Instructions for the task
Count how many lines of the entries below contain the string "positive", treating case as significant, and give only that number.

Collected data entries
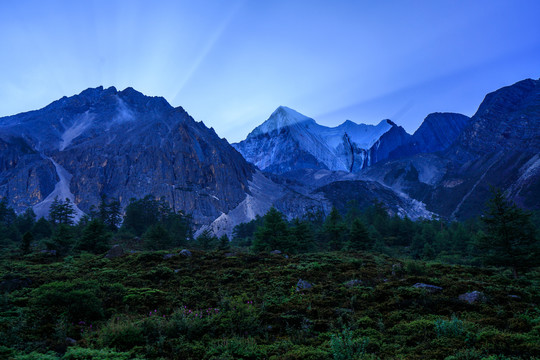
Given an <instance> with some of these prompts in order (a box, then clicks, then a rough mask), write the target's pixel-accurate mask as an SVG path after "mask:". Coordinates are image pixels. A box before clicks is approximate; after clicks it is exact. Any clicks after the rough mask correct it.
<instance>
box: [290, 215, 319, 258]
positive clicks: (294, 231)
mask: <svg viewBox="0 0 540 360" xmlns="http://www.w3.org/2000/svg"><path fill="white" fill-rule="evenodd" d="M289 231H290V236H291V246H292V250H294V251H291V250H289V251H291V252H295V253H296V252H298V253H306V252H310V251H313V249H314V248H315V234H314V232H313V230H312V229H311V225H310V224H309V223H308V222H307V221H300V220H299V219H294V220H293V223H292V227H291V228H290V229H289Z"/></svg>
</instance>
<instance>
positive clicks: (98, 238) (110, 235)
mask: <svg viewBox="0 0 540 360" xmlns="http://www.w3.org/2000/svg"><path fill="white" fill-rule="evenodd" d="M110 238H111V234H110V233H109V232H107V229H106V227H105V224H103V222H102V221H101V220H98V219H94V220H92V221H90V222H89V223H88V224H87V225H86V226H85V228H84V230H83V233H82V236H81V238H80V239H79V241H78V243H77V250H79V251H88V252H91V253H94V254H102V253H104V252H106V251H107V250H109V239H110Z"/></svg>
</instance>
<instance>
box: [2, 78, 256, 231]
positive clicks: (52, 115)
mask: <svg viewBox="0 0 540 360" xmlns="http://www.w3.org/2000/svg"><path fill="white" fill-rule="evenodd" d="M0 148H2V149H7V151H2V152H1V154H0V170H1V172H0V197H2V198H7V199H8V200H9V202H10V204H11V205H12V206H13V207H14V208H15V209H16V210H17V211H23V210H24V209H25V208H26V207H29V206H33V207H34V211H35V212H36V213H37V215H38V216H44V215H46V214H47V213H48V209H49V206H50V203H51V202H52V201H53V200H54V198H55V197H58V198H60V199H62V200H63V199H65V198H69V199H70V200H71V201H72V202H73V203H74V204H75V205H76V206H77V210H78V212H79V215H80V214H82V213H83V212H86V213H87V212H88V211H89V210H90V208H91V206H92V205H97V204H98V203H99V201H100V198H101V197H102V196H105V197H107V198H115V199H118V200H119V201H120V203H121V205H122V207H125V206H126V205H127V204H128V202H129V200H130V199H131V198H141V197H143V196H145V195H147V194H152V195H153V196H155V197H157V198H162V197H163V198H164V199H165V200H166V201H167V202H168V203H169V204H170V205H171V206H172V208H173V209H175V210H176V211H179V210H184V211H189V212H190V213H193V216H194V219H195V220H196V221H197V222H198V223H205V222H206V223H207V222H210V221H212V220H213V219H214V218H216V217H217V216H219V215H220V214H221V213H223V212H228V211H230V210H231V209H233V208H234V207H235V206H236V205H238V204H239V203H240V202H241V201H242V200H243V199H244V198H245V196H246V191H248V190H247V188H248V181H249V180H250V179H251V178H252V176H253V173H254V172H255V169H254V167H253V166H252V165H250V164H248V163H247V162H246V161H245V160H244V159H243V158H242V156H241V155H240V154H238V152H236V151H235V150H234V149H233V148H232V147H231V146H230V145H229V144H228V143H227V141H226V140H224V139H220V138H219V137H218V136H217V135H216V133H215V132H214V131H213V129H208V128H207V127H206V126H205V125H204V124H203V123H201V122H196V121H194V120H193V119H192V118H191V117H190V116H189V115H188V114H187V112H185V111H184V109H182V108H181V107H178V108H173V107H172V106H170V105H169V104H168V103H167V102H166V101H165V99H163V98H160V97H148V96H144V95H143V94H141V93H139V92H137V91H135V90H133V89H131V88H127V89H125V90H124V91H120V92H118V91H117V90H116V89H115V88H113V87H111V88H108V89H103V88H102V87H99V88H96V89H88V90H85V91H83V92H82V93H81V94H79V95H76V96H73V97H69V98H65V97H64V98H62V99H60V100H58V101H55V102H53V103H52V104H50V105H49V106H47V107H45V108H43V109H41V110H38V111H32V112H28V113H23V114H19V115H15V116H10V117H6V118H2V119H0Z"/></svg>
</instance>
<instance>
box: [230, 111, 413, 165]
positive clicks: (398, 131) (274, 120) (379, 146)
mask: <svg viewBox="0 0 540 360" xmlns="http://www.w3.org/2000/svg"><path fill="white" fill-rule="evenodd" d="M395 128H396V125H395V124H394V123H392V122H390V121H388V120H384V121H381V122H380V123H379V124H378V125H376V126H374V125H365V124H356V123H354V122H352V121H345V122H344V123H343V124H341V125H339V126H337V127H334V128H331V127H326V126H322V125H319V124H317V123H316V122H315V120H313V119H311V118H309V117H307V116H304V115H302V114H300V113H298V112H296V111H295V110H292V109H289V108H287V107H284V106H280V107H278V108H277V109H276V110H275V111H274V112H273V113H272V115H270V117H269V118H268V120H266V121H265V122H264V123H262V124H261V125H259V126H258V127H256V128H255V129H254V130H253V131H252V132H251V133H250V134H249V135H248V136H247V138H246V139H245V140H243V141H241V142H239V143H236V144H233V146H234V147H235V148H236V149H237V150H238V151H239V152H240V153H241V154H242V155H243V156H244V158H245V159H246V160H247V161H249V162H251V163H253V164H255V165H256V166H257V167H258V168H259V169H261V170H264V171H265V172H271V173H275V174H282V173H285V172H288V171H292V170H297V169H309V168H316V169H328V170H344V171H357V170H360V169H362V168H363V167H364V166H366V164H371V163H374V162H376V161H378V159H379V158H382V157H384V155H382V154H386V153H387V152H388V151H389V150H388V149H387V147H388V148H389V147H390V146H387V145H386V146H382V147H381V143H380V141H379V140H380V139H381V137H382V136H384V135H385V134H387V133H390V134H394V131H395ZM401 130H403V129H401ZM397 132H398V133H399V132H400V130H397ZM403 132H404V130H403ZM390 139H391V140H392V141H395V139H398V140H397V145H396V146H398V145H401V139H400V135H397V136H392V137H391V138H390ZM379 147H381V150H377V149H378V148H379ZM383 149H384V151H383ZM291 154H294V156H291Z"/></svg>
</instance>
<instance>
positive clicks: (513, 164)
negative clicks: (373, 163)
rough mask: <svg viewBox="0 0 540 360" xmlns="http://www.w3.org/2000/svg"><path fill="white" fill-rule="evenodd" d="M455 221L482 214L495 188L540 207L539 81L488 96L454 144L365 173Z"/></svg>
mask: <svg viewBox="0 0 540 360" xmlns="http://www.w3.org/2000/svg"><path fill="white" fill-rule="evenodd" d="M361 175H364V176H365V177H366V178H369V179H371V180H375V181H378V182H380V183H382V184H384V185H386V186H389V187H392V188H393V189H394V190H397V191H400V192H404V193H406V194H408V195H409V196H410V197H412V198H414V199H416V200H418V201H421V202H423V203H425V204H426V208H427V209H428V210H429V211H432V212H434V213H436V214H439V215H441V216H443V217H446V218H452V219H466V218H469V217H471V216H476V215H479V214H480V213H481V212H482V210H483V208H484V205H485V203H486V202H487V200H488V199H489V197H490V187H491V186H496V187H498V188H500V189H502V190H503V191H504V192H505V194H506V196H507V198H508V199H509V200H511V201H514V202H516V203H517V204H518V205H519V206H521V207H523V208H526V209H539V208H540V186H539V184H540V80H531V79H528V80H524V81H520V82H518V83H516V84H514V85H511V86H508V87H505V88H502V89H499V90H497V91H495V92H493V93H491V94H488V95H487V96H486V98H485V99H484V101H483V102H482V104H481V105H480V107H479V109H478V111H477V112H476V114H475V115H474V116H473V117H472V118H471V120H470V121H468V122H467V124H466V126H465V127H464V129H463V130H462V132H461V133H460V135H459V136H458V137H457V138H456V140H455V141H454V142H453V144H452V145H451V146H450V147H449V148H448V149H446V150H444V151H441V152H439V153H437V154H417V155H414V156H412V157H409V158H406V159H399V160H393V161H388V162H385V163H384V164H376V165H374V166H372V167H370V168H367V169H364V170H363V171H362V173H361Z"/></svg>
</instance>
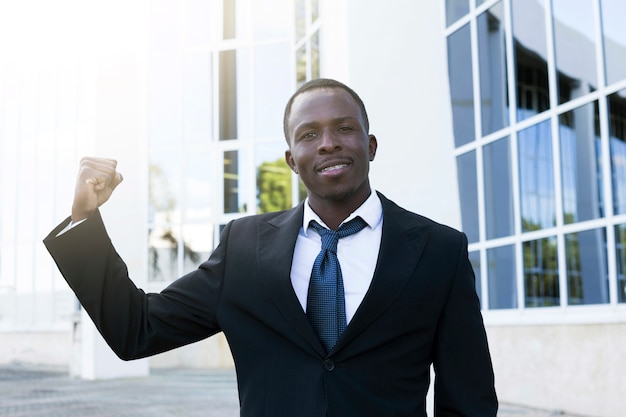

Answer below
5